◆ Passage provided ◆
"""

Research Briefing
| Mar 10, 2025
Trump’s tariffs pose uneven subnational risks across the EU
Trade tensions between the EU and the US are escalating. Aggressive protectionist policies have been a key instrument for Trump in the opening months of 2025, and the president has indicated that both blanket and sector-specific levies on EU good exports could be imposed within the coming weeks. The EU has signalled that they will retaliate in equivalent measure, but, as of time of writing, the trade policy environment remains incredibly uncertain.
What you will learn:
- On the surface, the potential macroeconomic impacts of tariffs are modest for the EU. However, this masks some clear sector-specific vulnerabilities. The EU’s two most valuable US goods exports, pharmaceuticals and automotives, are exposed, with Trump signalling that both sectors, along with semiconductors, may face specific levies in the region of 25%.
- Crucially, these two sectors are not uniformly dispersed within countries, meaning that the subnational impacts of tariffs could be very uneven. In particular, Ireland’s Southern Region, home to Cork, and wider Copenhagen are in the firing line for pharma tariffs, as the sector is hugely important to both economies.
- Tariffs on automotive exports present a major challenge for Germany’s economy, with the regional auto hubs of Stuttgart, Upper Bavaria, and the wider Braunschweig (including Wolfsburg) likely to suffer the most pronounced impacts. Trump’s announcement of a 25% tariff on all steel and aluminium imports to the US could also weigh heavily on these regions by disrupting supply chains and raising vehicle production costs.
- There may also be significant indirect regional impacts from tariffs. For example, car export levies could weaken activity in other subsectors that are integrated in the supply chain process, particularly in parts of central & eastern Europe (CEE) and Austria. In addition, important logistic nodes for Germany’s auto sector, such as the Port of Hamburg or Netherland’s Rotterdam, could see shipping activity adversely affected by reduced US demand.

"""

◆ Goal of the exercise ◆
Copy the passage from the tariffs briefing between "- Tariffs on" and "vehicle production costs.", inclusive.

[Saved entries]
"""

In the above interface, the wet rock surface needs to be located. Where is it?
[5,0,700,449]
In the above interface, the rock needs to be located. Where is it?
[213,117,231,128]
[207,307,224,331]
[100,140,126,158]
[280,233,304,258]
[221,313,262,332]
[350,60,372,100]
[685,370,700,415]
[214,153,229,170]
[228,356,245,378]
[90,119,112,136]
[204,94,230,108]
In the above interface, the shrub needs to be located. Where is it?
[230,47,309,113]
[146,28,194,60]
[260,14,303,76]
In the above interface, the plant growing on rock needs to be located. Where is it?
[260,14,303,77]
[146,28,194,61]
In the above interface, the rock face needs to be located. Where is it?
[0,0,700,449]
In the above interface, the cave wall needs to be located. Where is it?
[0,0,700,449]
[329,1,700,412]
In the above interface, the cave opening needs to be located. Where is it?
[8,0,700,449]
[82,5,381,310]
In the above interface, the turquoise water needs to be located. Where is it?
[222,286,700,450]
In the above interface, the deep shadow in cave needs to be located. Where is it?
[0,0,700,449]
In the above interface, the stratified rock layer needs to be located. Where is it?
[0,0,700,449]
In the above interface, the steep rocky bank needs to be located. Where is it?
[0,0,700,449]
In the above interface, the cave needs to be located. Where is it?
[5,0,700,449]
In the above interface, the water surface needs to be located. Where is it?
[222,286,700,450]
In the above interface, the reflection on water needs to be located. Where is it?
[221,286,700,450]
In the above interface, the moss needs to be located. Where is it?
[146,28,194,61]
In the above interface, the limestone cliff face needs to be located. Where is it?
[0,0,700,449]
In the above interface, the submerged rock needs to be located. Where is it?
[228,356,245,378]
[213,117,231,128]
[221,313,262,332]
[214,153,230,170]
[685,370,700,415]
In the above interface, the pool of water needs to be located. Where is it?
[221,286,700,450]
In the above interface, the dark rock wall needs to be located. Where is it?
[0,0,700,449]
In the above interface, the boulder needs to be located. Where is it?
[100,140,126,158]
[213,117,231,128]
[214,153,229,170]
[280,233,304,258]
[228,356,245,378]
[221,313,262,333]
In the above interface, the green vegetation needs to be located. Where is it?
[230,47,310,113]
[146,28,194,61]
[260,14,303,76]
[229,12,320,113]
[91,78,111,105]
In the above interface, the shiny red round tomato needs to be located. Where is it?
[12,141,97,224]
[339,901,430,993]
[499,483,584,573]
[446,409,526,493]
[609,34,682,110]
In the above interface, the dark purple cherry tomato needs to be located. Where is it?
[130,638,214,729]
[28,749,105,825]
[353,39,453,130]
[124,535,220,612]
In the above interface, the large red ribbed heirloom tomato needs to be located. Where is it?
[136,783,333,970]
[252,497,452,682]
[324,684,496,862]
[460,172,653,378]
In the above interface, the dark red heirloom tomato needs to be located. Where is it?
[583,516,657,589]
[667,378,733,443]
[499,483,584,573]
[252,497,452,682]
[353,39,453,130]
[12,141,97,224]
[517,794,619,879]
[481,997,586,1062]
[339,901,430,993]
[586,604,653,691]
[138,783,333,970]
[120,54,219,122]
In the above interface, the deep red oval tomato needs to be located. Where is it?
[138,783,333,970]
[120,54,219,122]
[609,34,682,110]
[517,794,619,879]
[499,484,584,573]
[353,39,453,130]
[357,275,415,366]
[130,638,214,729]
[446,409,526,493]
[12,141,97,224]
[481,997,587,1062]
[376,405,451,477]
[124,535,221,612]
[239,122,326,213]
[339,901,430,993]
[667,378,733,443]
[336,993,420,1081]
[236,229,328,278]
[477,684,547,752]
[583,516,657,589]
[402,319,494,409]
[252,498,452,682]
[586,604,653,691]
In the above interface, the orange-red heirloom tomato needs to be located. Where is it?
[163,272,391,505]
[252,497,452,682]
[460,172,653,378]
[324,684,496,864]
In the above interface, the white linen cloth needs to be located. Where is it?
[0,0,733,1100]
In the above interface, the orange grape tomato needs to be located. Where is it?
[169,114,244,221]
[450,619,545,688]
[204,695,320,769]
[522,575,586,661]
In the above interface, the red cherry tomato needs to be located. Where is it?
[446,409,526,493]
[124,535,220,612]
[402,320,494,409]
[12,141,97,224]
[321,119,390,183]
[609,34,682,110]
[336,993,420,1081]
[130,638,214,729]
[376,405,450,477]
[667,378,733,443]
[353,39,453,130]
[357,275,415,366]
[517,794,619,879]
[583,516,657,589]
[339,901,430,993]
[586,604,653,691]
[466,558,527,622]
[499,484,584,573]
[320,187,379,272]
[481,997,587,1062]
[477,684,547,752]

"""

◆ Exercise response ◆
- Tariffs on automotive exports present a major challenge for Germany’s economy, with the regional auto hubs of Stuttgart, Upper Bavaria, and the wider Braunschweig (including Wolfsburg) likely to suffer the most pronounced impacts. Trump’s announcement of a 25% tariff on all steel and aluminium imports to the US could also weigh heavily on these regions by disrupting supply chains and raising vehicle production costs.